Excerpt to read —
Austrian actor and film director (born 1964)

Franz Tscherne (born 3 December 1964 in Graz) is an Austrian actor and film director.

He has been on the stage of major and renowned theaters in Switzerland, Germany and Austria such as Zurich, Basel, Düsseldorf, Stuttgart, Frankfurt, Berlin, Munich and Vienna since the age of 19, playing many important parts of his genre from Shakespeare, Goethe, Molière and Goldoni to Horvath and Schnitzler under directors as famous as August Everding, Hans Hollmann, Hellmuth Matiasek, Rudolf Noelte, Robert Lepage and Leander Haußmann.

Apart from his stage performances, Franz Tscherne has worked in numerous film and TV productions, including Radetzky March by Axel Corti, Inspector Rex and since recently he has devoted himself also increasingly to musical theater playing, inter alia, the part of Perchik in the musical Fiddler on the Roof directed by Stefan Soltesz at the Aalto Theatre in Essen. With the Munich Philharmonic he was the narrator in the concert performance of Lortzing’s opera Tsar and Carpenter conducted by Leopold Hager and under maestro Marcello Viotti he recited Dante in Wolf Ferrari’s La vita nuova. For the Bavarian Broadcasting Corporation he was the speaker in Honegger’s The Dance of the Dead under the musical direction of Ulf Schirmer. Under the same conductor he was assigned the role of Rilke’s Cornet as set to music by Viktor Ullmann at Munich’s Prinzregententheater in December 2007.

Tscherne gave his debut on the opera stage in 2003 in Venice in a new production of Ariadne auf Naxos by the Teatro la Fenice. Under the musical direction of maestro Viotti, he played with great success the major domo at Teatro Malibran. He will play this role also in February 2009 at the Teatro Carlo Felice.
His most recent parts included the role of Orpheus in the melodrama Orfey i Evridike by J.I. Fomin directed by Klaus Peter Kehr at the Wuppertal Opera and the role of Niklas in Heinrich Marschner’s opera Hans Heilig at the Opera National du Rhin in Strasbourg.

Supplied data —
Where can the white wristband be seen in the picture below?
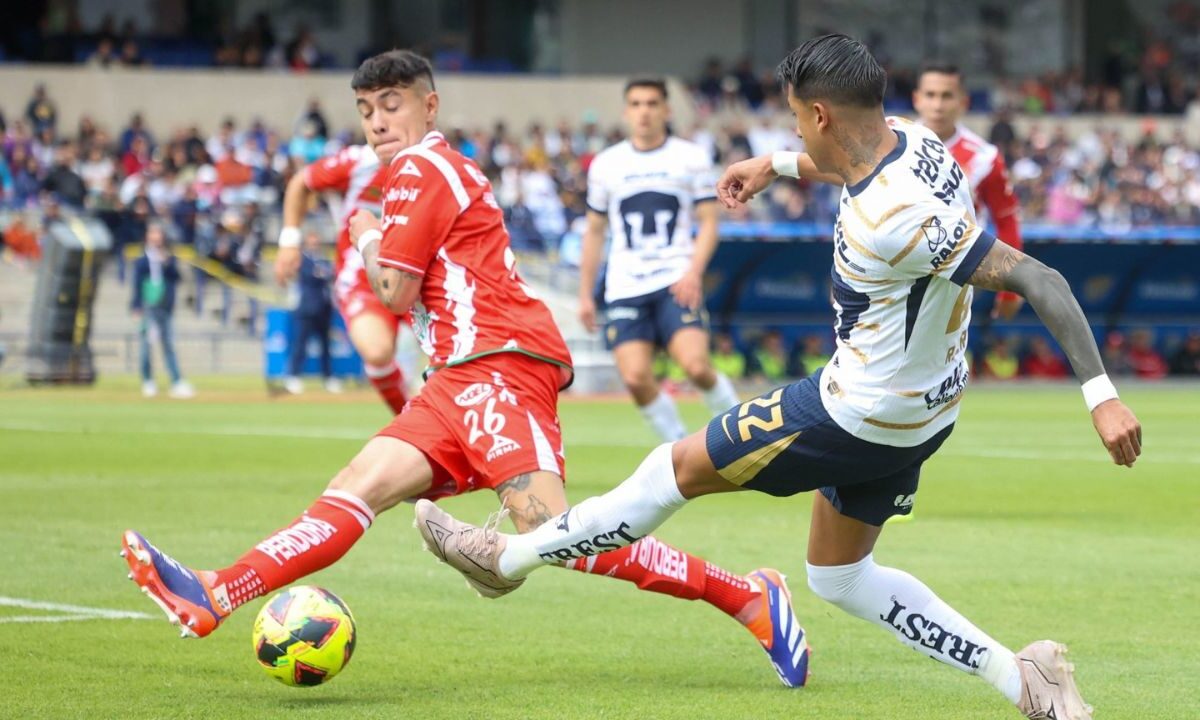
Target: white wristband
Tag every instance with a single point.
(785, 163)
(1097, 390)
(289, 237)
(367, 238)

Work order A — Write out the passage on Franz Tscherne from "Apart from his" up to and including "in December 2007.", substituting "Vienna Philharmonic" for "Munich Philharmonic".
Work order B — According to the passage on Franz Tscherne, in which city did he make his opera debut in 2003?

Task answer A —
Apart from his stage performances, Franz Tscherne has worked in numerous film and TV productions, including Radetzky March by Axel Corti, Inspector Rex and since recently he has devoted himself also increasingly to musical theater playing, inter alia, the part of Perchik in the musical Fiddler on the Roof directed by Stefan Soltesz at the Aalto Theatre in Essen. With the Vienna Philharmonic he was the narrator in the concert performance of Lortzing’s opera Tsar and Carpenter conducted by Leopold Hager and under maestro Marcello Viotti he recited Dante in Wolf Ferrari’s La vita nuova. For the Bavarian Broadcasting Corporation he was the speaker in Honegger’s The Dance of the Dead under the musical direction of Ulf Schirmer. Under the same conductor he was assigned the role of Rilke’s Cornet as set to music by Viktor Ullmann at Munich’s Prinzregententheater in December 2007.

Task answer B — Venice